Day 36: Robben Island revisited – the ferry trip

The trip to Robben Island for today’s tourist is a comfortable one, in a modern ferry with two indoor decks and one outdoor deck on the top, with a bar, restrooms and staff attending to the needs. And even though the trip can be quite rocky when the sea is bumpy with two meters high waves, like this video shows:

Für heutige Touristen ist die Fahrt nach Robben Island ziemlich komfortabel. Die moderne Fähre hat zwei Innendecks und ein Panoramadeck auf dem Dach, es gibt Toiletten und einen kleinen Kiosk – und natürlich Bootspersonal. Trotzdem kann die Überfahrt ziemlich ungemütlich werden, wenn die See unruhig ist und die zwei Meter hohen Wellen den Katamaran durchschütteln. Hier ein Video von meiner Überfahrt – die einzige an dem Tag. Das Wetter war einfach zu schlecht.

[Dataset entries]

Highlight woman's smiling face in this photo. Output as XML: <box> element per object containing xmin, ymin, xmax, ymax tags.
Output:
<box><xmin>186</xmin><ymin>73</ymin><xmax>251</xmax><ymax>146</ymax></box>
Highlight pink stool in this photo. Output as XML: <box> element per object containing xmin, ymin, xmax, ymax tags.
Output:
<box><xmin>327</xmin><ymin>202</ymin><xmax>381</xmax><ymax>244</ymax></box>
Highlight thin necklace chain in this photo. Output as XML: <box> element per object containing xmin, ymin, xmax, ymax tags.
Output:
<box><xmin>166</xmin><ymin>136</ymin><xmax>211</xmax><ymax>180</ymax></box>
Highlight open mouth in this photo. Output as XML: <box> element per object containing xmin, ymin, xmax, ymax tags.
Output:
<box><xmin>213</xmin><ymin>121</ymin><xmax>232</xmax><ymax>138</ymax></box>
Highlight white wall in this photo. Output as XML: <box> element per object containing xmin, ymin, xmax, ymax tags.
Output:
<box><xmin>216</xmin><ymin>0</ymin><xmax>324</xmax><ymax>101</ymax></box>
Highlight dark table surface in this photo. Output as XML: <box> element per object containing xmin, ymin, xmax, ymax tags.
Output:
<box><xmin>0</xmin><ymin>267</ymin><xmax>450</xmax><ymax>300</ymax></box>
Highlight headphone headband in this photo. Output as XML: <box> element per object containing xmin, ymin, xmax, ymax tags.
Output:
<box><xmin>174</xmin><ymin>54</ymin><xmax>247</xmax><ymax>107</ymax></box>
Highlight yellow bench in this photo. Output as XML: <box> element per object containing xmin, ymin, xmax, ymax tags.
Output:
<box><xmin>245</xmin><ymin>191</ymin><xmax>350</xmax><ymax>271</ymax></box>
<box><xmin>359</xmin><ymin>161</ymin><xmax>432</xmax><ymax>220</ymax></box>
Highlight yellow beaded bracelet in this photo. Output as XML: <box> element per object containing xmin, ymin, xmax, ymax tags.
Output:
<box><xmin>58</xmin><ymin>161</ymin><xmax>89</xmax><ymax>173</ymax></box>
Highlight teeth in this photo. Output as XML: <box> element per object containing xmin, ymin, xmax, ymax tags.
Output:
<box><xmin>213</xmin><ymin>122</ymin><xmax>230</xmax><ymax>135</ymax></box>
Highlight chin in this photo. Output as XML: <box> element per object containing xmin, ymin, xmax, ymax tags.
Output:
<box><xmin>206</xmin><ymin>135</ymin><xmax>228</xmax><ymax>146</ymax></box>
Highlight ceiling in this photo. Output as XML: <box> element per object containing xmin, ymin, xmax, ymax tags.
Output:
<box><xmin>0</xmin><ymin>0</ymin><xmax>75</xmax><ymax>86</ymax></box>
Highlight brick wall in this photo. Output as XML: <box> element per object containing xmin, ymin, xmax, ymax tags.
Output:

TO BE DONE ▸
Answer these about the Robben Island ferry post:
(a) How many indoor decks does the ferry have?
(b) What type of boat does the German section call the ferry?
(c) In the German section, why was the writer's crossing the only one that day?

ANSWER TO THE EXERCISE ▸
(a) Two.
(b) A catamaran (Katamaran).
(c) The weather was too bad.